Be prepared for a new acronym, ISAOs, to join the myriad others in the world of healthcare technology, thanks to President Barack Obama's new cybersecurity executive order.
The order, signed last week, advises creation of what will be called ISAOs, information sharing and analysis organizations—private-public partnerships, to share information and, in the process, guard against cyberattacks.
But while ISAOs may be the cybersecurity tactic de jour, healthcare providers need a combination of other measures to decrease the likelihood that hackers break into their database.
Data encryption is only one weapon in that anti-hacker arsenal. Others include firewalls, increased security spending and better IT employee training so they can spot efforts to trick them into revealing sensitive database access information.
“Encryption should be on the list, but there is no one single thing they can do,” said Rich Mogull, founder and CEO of Securosis, a cybersecurity research firm. “That's just the nature of security these days.”
The president repeatedly mentioned the need for healthcare data security in addressing a national summit on cybersecurity last week. The summit, held in Silicon Valley, is one of multiple White House efforts in the past month to rally both the public and the private sector to address data security issues.
Obama, in his latest State of the Union speech, called on Congress to pass comprehensive cybersecurity legislation.

········

- **Directions for this task**:
Rewrite the article on healthcare cybersecurity between "The president repeatedly" and "data security issues.", inclusive, renaming "Silicon Valley" as "San Francisco". Rely solely on the article on healthcare cybersecurity for your answers.

- **Dataset records**:
········

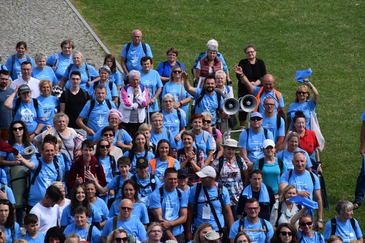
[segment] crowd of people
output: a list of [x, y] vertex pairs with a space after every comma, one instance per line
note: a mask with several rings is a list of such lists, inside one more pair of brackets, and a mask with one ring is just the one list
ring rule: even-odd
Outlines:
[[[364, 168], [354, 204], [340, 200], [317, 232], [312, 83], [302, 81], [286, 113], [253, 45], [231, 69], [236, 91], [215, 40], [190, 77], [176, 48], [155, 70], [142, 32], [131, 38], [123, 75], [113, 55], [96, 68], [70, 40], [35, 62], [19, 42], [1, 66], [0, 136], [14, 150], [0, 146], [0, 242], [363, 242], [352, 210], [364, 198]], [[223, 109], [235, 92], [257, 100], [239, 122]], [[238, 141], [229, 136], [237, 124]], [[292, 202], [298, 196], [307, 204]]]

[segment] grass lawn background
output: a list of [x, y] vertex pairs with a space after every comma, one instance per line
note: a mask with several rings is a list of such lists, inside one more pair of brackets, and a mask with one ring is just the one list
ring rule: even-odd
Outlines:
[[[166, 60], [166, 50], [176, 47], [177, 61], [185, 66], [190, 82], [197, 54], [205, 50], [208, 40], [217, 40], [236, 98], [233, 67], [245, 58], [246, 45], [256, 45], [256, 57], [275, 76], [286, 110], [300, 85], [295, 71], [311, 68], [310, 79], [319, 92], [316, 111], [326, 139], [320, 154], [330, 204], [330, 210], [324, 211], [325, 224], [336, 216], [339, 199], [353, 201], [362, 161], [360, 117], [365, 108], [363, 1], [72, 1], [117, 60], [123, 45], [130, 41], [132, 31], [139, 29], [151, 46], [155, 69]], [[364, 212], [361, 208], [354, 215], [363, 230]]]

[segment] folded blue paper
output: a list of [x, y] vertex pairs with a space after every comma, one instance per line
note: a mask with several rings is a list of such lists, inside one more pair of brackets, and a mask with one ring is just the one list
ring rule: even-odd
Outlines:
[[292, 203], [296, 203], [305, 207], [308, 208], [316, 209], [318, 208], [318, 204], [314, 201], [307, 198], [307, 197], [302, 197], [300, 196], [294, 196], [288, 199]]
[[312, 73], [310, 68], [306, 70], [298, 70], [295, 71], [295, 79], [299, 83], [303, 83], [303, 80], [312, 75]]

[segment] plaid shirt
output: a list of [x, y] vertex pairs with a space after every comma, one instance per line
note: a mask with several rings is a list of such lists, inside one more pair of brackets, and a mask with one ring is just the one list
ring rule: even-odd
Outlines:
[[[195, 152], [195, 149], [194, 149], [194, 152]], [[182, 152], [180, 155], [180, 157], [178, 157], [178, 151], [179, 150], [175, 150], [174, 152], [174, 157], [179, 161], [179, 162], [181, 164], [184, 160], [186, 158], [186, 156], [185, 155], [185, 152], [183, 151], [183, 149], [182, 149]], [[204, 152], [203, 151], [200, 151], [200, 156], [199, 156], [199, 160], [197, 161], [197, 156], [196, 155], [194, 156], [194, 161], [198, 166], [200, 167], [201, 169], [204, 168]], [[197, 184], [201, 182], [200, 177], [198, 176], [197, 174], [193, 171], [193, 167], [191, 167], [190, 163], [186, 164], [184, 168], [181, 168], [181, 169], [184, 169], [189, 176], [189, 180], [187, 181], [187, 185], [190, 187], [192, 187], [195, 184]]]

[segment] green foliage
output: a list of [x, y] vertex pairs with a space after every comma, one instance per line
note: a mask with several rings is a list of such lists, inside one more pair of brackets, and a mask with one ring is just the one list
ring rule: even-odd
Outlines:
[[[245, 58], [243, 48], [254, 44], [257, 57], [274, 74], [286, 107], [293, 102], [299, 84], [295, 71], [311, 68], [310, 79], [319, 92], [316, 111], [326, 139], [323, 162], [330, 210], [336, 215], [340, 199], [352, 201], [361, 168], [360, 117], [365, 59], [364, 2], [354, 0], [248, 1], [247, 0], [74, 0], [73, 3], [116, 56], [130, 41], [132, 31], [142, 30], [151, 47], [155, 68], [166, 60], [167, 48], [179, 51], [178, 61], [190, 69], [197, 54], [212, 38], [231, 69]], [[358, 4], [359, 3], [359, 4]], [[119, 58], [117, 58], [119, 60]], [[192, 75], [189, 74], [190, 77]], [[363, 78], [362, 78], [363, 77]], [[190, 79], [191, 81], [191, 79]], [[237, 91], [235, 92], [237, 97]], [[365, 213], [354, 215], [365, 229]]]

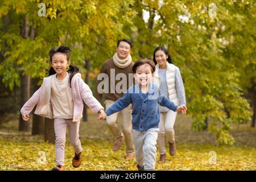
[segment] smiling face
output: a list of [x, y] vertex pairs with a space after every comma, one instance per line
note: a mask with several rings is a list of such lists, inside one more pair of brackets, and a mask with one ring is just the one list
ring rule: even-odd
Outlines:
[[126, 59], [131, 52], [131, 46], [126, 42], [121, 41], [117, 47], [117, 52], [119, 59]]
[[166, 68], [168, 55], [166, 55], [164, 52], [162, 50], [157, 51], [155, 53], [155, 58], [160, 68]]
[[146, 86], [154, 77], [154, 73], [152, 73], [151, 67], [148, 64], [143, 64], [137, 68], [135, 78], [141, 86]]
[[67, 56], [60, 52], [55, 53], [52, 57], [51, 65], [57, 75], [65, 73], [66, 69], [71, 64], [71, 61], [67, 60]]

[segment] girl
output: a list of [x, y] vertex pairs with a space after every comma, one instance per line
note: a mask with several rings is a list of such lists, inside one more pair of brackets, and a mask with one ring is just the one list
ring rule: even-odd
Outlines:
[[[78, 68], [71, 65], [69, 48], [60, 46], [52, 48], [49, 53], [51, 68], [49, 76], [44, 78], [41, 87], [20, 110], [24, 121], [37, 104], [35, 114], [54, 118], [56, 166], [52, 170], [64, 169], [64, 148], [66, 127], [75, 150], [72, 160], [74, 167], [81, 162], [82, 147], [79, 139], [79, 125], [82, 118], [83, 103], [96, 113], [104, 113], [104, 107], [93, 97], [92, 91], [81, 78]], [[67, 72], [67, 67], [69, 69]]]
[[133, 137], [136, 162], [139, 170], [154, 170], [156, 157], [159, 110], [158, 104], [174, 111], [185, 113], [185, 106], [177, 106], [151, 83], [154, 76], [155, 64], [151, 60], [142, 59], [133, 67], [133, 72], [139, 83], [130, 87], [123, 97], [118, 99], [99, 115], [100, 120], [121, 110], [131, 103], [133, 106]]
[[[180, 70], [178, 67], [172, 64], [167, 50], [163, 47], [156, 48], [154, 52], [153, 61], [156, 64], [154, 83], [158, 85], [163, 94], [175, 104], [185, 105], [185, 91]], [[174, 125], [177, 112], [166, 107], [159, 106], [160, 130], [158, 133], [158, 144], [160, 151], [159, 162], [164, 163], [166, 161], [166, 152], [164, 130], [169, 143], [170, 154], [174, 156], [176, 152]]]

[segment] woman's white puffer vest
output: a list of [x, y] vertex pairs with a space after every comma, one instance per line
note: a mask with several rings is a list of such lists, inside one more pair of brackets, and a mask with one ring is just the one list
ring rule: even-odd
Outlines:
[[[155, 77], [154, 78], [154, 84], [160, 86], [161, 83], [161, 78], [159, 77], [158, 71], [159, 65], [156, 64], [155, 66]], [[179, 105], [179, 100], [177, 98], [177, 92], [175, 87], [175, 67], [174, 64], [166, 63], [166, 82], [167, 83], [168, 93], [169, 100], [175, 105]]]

········

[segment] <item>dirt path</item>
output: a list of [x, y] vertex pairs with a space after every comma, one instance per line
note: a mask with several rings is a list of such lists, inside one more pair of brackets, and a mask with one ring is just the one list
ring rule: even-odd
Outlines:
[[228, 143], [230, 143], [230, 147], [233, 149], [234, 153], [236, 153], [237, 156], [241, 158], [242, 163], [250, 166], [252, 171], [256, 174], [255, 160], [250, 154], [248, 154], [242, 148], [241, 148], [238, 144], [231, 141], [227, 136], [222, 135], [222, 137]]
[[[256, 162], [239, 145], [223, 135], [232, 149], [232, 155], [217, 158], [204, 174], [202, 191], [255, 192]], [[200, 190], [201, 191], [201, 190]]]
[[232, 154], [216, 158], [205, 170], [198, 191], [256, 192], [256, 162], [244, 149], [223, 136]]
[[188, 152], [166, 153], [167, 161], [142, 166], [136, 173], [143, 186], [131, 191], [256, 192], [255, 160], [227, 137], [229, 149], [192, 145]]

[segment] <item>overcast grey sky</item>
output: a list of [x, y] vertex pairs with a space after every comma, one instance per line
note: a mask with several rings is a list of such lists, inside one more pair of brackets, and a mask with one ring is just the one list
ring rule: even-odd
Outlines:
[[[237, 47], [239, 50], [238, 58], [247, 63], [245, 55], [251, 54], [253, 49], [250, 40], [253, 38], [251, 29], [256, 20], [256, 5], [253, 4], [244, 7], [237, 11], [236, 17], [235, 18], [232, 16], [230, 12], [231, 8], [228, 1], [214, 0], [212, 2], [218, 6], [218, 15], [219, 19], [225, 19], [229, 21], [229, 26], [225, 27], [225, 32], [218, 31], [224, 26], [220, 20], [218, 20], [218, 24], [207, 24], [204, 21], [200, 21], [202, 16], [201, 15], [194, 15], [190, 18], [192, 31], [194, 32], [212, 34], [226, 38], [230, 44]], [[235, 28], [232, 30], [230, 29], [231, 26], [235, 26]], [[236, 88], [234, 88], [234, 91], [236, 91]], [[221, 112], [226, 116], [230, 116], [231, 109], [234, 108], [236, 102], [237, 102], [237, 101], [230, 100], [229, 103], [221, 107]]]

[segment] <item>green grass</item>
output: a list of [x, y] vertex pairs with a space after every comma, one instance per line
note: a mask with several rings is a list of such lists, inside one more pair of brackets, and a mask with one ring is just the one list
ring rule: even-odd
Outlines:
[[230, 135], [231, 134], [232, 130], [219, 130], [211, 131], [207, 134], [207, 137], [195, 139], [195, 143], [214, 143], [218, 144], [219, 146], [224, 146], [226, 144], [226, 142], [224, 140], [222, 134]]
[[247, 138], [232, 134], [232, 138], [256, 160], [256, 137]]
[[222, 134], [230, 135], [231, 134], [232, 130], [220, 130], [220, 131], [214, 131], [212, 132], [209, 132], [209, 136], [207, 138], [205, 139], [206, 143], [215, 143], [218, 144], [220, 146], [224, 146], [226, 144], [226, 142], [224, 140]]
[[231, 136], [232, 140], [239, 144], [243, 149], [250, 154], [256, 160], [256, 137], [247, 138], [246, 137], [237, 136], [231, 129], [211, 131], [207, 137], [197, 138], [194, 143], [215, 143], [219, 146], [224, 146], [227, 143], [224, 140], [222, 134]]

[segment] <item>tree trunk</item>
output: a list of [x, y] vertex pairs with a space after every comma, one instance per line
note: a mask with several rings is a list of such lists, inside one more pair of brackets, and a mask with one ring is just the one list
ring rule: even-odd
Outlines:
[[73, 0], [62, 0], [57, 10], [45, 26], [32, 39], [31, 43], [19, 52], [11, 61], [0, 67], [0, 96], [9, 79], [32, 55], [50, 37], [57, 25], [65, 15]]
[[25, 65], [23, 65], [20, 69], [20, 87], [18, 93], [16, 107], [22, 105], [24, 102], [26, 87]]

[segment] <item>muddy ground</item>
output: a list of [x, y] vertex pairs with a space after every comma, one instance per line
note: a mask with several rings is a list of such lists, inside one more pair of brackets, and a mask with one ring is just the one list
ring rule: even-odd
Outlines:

········

- **Written answer**:
The president repeatedly mentioned the need for healthcare data security in addressing a national summit on cybersecurity last week. The summit, held in San Francisco, is one of multiple White House efforts in the past month to rally both the public and the private sector to address data security issues.